PROBLEM DESCRIPTION –
Give all of the records again. Match them exactly.

DATA PROVIDED –
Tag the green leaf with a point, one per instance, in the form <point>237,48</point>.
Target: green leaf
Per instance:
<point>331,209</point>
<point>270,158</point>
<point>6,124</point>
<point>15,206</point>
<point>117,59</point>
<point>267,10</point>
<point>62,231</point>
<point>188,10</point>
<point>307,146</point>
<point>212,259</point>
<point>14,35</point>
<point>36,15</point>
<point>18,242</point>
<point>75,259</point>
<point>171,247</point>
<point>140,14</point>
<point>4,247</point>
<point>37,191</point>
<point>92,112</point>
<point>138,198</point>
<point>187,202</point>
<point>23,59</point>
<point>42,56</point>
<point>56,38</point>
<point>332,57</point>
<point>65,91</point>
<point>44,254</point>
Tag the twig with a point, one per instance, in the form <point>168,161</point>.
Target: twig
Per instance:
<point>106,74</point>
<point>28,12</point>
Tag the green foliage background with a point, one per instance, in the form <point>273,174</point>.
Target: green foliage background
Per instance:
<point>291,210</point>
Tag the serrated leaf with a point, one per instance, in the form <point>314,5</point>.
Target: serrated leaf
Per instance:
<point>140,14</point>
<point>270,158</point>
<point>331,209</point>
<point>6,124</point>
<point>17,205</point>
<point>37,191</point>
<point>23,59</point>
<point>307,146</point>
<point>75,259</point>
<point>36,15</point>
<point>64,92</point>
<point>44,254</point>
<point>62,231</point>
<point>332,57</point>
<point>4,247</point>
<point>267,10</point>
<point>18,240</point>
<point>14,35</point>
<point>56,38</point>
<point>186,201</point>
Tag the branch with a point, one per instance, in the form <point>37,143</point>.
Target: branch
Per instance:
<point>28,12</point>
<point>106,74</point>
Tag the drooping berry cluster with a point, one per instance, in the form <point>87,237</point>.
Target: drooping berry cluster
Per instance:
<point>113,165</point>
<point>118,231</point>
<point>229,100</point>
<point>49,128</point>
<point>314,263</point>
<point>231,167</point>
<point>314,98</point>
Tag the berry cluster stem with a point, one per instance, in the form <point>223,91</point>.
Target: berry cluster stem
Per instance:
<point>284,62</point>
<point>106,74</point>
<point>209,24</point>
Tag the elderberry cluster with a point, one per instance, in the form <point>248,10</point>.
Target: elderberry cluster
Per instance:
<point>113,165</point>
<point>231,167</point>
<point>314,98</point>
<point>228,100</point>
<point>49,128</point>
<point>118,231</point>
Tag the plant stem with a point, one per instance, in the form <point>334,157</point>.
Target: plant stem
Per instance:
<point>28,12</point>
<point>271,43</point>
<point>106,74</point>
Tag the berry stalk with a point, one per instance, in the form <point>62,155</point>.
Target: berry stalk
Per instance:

PROBLEM SOLUTION –
Tag the green leaf with a point, one per instance, in the form <point>237,48</point>.
Target: green leaf
Per instance:
<point>331,209</point>
<point>270,158</point>
<point>6,124</point>
<point>15,206</point>
<point>117,59</point>
<point>267,10</point>
<point>62,231</point>
<point>188,10</point>
<point>307,146</point>
<point>212,259</point>
<point>14,35</point>
<point>36,15</point>
<point>18,242</point>
<point>75,259</point>
<point>171,247</point>
<point>140,14</point>
<point>4,247</point>
<point>37,191</point>
<point>92,112</point>
<point>138,198</point>
<point>187,202</point>
<point>23,59</point>
<point>42,56</point>
<point>56,38</point>
<point>332,57</point>
<point>65,91</point>
<point>44,254</point>
Tag the twig with a point, one per instance, in the form <point>168,161</point>.
Target: twig
Per instance:
<point>106,74</point>
<point>28,12</point>
Tag the green foliage background with a point, one per instance, in the form <point>273,174</point>.
Target: green foliage background
Per instance:
<point>291,210</point>
Tag the serrated leaf with a point, one per instance, in the form <point>314,5</point>.
Target: serrated leaf
Per instance:
<point>140,14</point>
<point>270,158</point>
<point>331,209</point>
<point>6,124</point>
<point>17,205</point>
<point>37,191</point>
<point>23,59</point>
<point>307,146</point>
<point>75,259</point>
<point>36,15</point>
<point>64,92</point>
<point>44,254</point>
<point>62,231</point>
<point>332,57</point>
<point>4,247</point>
<point>267,10</point>
<point>18,240</point>
<point>14,35</point>
<point>56,38</point>
<point>186,201</point>
Tag the branch with a point, one per instance, in the form <point>37,143</point>.
Target: branch
Per instance:
<point>28,12</point>
<point>106,74</point>
Tag the drooping berry cluster with a point, one per instance, in the form <point>87,237</point>.
Target: drooping berry cluster
Per instance:
<point>113,165</point>
<point>118,231</point>
<point>229,100</point>
<point>49,128</point>
<point>314,263</point>
<point>231,167</point>
<point>314,98</point>
Tag the berry cluster stem with a point, one per instance, in the form <point>223,91</point>.
Target: berry cluster stem
Per instance:
<point>284,62</point>
<point>106,74</point>
<point>209,24</point>
Tag the elderberry cluster with a point, one per instance, in the form <point>248,10</point>.
Target: elderberry cluster
Per instance:
<point>113,165</point>
<point>231,167</point>
<point>314,98</point>
<point>228,100</point>
<point>49,128</point>
<point>118,231</point>
Tag the plant stem with a point, one per instance, in the form <point>334,157</point>.
Target: plant stem
Per instance:
<point>28,12</point>
<point>271,43</point>
<point>106,74</point>
Tag the berry stalk with a point, one per instance, in the form <point>62,155</point>.
Target: berry stalk
Per instance:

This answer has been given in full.